Exercises:
[A] In the piece on the California privacy law, which section did the state's Attorney General add to the draft regulations on February 7th?
[B] Transcribe everything in the piece on the California privacy law from "The California Consumer" down to "still in flux.".

Document section:
----

The Boldest American Consumer Privacy Statute In A Generation Is In Flux
The most important part of a privacy law are the definitions. Get them wrong and the rest of the statute doesn’t mean much. Over the last month, a quiet drama with major stakes (and a hopeful ending) unfolded around the law’s core definition: “personal information.” It’s a drama worth understanding because it will play out again and again as new privacy laws make their way through local, state, and national legislatures.
The California Consumer Privacy Act (CCPA) went into effect January 1st, giving consumers far more control over the data that companies collect about them. But while CCPA’s language hasn’t changed since the fall, the regulations implementing CCPA are still in flux.
Our story begins on February 7th, when CA’s Attorney General added to the draft regulations Section 999.302, “Guidance Regarding the Interpretation of CCPA Definitions.” The new guidance would have crippled the CCPA. For example, suppose a free adult video site, IPporn, logs every video watched along with the associated IP address. It stores no other session or user information. Under the most obvious reading of Section 999.302, the log would not constitute personal information. IPporn could, for example, tweet out every IP+video record publicly. Any other website could easily learn a user’s kinks by simply searching Twitter. Clearly, this is not the intent of CCPA.
What is “personal information”?
CCPA governs the use of “personal information.” Let’s look at the definition.
1798.140(o)(1): “Personal information” means information that identifies, relates to, describes, is reasonably capable of being associated with, or could reasonably be linked, directly or indirectly, with a particular consumer or household.
Under this definition, personal information definitely includes information that “could reasonably be linked” with a particular household. No question about it.
The earliest draft regulations didn’t elaborate on the meaning of “personal information.” But on February 7th, the Attorney General added new “Guidance Regarding the Interpretation of CCPA Definitions.”

----

Raw data:
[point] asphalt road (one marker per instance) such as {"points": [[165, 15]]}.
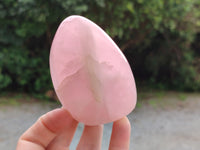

----

Final answers:
[A] Section 999.302, "Guidance Regarding the Interpretation of CCPA Definitions."

[B]
The California Consumer Privacy Act (CCPA) went into effect January 1st, giving consumers far more control over the data that companies collect about them. But while CCPA’s language hasn’t changed since the fall, the regulations implementing CCPA are still in flux.